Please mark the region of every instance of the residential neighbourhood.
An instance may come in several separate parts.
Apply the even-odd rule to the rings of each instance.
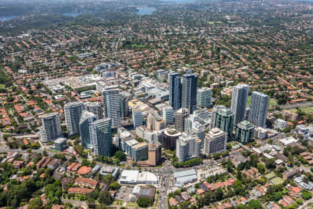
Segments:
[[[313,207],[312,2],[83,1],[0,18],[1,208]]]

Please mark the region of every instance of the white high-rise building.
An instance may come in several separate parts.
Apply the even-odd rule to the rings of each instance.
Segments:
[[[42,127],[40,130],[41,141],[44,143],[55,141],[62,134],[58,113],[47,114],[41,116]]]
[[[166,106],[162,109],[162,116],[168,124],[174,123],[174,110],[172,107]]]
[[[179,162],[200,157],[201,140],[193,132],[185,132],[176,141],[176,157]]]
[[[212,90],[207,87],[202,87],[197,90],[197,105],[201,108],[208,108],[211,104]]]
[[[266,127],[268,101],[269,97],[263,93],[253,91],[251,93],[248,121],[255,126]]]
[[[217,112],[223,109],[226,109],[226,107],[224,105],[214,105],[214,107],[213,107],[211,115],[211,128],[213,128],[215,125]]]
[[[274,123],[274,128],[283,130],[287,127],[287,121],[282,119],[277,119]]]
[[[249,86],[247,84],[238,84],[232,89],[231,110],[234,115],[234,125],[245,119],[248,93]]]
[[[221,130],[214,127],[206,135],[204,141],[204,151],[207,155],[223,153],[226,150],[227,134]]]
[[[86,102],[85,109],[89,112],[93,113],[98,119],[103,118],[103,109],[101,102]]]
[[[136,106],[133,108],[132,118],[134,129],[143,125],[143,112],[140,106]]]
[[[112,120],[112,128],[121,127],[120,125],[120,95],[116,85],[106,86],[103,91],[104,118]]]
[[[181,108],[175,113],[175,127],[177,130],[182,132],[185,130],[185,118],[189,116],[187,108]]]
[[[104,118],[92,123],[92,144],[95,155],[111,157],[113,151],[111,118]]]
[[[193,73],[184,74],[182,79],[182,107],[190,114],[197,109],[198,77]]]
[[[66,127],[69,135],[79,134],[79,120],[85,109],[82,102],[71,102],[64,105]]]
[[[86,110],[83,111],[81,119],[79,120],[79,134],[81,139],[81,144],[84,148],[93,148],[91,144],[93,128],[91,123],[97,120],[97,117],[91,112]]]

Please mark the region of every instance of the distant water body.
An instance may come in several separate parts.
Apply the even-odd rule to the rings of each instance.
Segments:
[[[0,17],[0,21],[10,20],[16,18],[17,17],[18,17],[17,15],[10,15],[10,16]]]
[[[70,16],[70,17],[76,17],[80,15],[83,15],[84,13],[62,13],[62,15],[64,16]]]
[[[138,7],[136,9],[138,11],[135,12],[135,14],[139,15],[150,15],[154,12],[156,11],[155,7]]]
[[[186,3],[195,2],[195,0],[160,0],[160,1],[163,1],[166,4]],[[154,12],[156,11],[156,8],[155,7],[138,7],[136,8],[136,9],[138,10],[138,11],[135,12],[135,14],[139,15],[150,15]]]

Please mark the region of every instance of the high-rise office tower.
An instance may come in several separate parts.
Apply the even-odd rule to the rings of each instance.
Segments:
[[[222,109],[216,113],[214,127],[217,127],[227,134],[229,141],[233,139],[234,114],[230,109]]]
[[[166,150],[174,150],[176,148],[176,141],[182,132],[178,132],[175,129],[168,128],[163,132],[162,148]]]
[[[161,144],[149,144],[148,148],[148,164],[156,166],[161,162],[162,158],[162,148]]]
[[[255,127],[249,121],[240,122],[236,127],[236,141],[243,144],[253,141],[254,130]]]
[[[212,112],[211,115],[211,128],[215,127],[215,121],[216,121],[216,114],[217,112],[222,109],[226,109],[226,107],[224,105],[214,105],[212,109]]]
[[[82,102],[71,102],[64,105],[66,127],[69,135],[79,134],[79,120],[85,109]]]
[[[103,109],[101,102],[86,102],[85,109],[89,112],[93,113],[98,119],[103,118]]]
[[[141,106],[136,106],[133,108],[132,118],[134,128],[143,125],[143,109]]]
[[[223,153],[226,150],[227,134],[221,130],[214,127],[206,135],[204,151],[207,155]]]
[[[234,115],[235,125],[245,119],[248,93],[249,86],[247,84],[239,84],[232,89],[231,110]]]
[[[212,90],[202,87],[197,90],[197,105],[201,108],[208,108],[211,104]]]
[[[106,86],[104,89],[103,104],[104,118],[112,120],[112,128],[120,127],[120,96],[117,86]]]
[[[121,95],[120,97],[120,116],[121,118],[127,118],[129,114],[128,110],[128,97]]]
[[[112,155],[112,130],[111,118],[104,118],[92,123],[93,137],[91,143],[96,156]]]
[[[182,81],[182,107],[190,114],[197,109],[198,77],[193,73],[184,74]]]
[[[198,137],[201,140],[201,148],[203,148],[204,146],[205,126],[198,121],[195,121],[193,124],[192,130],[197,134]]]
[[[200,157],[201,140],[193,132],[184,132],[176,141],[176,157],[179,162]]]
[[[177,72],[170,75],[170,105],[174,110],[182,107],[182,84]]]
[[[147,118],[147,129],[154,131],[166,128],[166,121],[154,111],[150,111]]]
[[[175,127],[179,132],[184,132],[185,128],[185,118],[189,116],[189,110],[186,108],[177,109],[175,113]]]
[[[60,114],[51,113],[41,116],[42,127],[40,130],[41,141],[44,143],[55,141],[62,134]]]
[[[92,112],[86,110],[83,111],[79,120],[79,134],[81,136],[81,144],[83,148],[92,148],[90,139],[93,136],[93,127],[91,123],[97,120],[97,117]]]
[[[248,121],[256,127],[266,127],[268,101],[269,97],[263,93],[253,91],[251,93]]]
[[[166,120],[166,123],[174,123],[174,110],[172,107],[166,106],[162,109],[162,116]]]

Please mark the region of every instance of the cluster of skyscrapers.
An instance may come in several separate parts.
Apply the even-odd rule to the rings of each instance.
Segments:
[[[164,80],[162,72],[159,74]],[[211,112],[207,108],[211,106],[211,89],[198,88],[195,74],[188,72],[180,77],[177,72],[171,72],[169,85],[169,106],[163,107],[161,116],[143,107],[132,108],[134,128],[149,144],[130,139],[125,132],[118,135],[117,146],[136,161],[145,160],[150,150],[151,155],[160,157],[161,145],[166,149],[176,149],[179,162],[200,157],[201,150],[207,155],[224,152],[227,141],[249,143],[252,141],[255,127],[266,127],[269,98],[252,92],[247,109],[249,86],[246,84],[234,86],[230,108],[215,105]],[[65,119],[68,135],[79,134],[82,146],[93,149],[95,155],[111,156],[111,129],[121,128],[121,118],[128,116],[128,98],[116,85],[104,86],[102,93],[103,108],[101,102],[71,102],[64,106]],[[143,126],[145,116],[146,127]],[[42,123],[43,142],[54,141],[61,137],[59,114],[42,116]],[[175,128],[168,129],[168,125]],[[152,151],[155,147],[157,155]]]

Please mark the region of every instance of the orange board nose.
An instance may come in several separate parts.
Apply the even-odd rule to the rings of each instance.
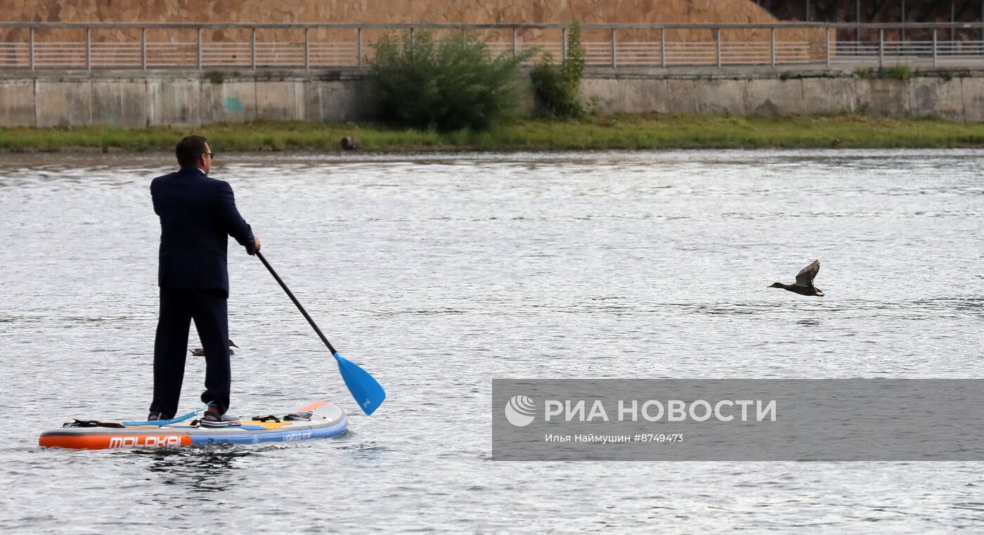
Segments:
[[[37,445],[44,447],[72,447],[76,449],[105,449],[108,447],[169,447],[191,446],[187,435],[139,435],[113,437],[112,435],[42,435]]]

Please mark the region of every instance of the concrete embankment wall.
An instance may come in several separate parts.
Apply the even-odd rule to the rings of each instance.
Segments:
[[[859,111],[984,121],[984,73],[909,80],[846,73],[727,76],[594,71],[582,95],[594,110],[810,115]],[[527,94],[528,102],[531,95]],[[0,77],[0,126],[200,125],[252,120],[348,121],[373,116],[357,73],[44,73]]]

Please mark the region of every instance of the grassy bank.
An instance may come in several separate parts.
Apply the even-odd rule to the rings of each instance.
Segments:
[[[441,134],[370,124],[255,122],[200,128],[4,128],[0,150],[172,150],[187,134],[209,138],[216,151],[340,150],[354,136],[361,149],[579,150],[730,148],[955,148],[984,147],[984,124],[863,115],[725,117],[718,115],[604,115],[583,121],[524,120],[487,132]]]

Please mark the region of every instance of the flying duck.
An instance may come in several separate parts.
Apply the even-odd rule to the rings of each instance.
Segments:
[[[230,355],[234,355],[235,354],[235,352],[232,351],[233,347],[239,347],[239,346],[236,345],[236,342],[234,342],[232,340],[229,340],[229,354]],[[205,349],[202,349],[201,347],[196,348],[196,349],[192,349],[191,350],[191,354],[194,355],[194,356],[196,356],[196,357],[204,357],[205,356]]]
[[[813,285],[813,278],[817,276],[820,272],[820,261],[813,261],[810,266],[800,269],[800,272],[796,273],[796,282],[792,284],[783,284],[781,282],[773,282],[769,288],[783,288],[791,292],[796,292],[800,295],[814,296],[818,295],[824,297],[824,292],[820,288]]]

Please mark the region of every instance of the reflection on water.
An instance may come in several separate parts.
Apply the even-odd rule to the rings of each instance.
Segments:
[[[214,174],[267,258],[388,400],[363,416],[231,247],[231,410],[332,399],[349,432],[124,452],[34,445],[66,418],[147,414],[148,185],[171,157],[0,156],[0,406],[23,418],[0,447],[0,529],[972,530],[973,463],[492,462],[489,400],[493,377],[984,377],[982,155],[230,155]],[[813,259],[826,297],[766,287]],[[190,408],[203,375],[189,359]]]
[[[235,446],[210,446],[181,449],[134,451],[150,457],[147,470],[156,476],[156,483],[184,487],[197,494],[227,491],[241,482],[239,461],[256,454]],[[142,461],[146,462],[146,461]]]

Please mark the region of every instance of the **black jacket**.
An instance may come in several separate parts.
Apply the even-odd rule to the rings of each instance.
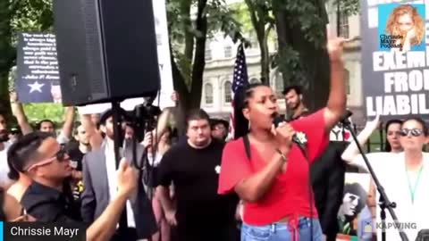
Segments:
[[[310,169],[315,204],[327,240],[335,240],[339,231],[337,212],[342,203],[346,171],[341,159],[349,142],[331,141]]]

****************

### [Your instructions]
Reproduce the listing word for word from its first line through the line containing "[[[313,207],[312,2],[83,1],[0,18],[1,208]]]", including both of those lines. Leave the pictures out of your copy.

### [Solution]
Please mark the region of every instance of the residential neighbourhood.
An instance may come in several separate parts.
Apply the even-odd rule to the rings of each instance.
Segments:
[[[313,207],[312,2],[83,1],[0,18],[1,208]]]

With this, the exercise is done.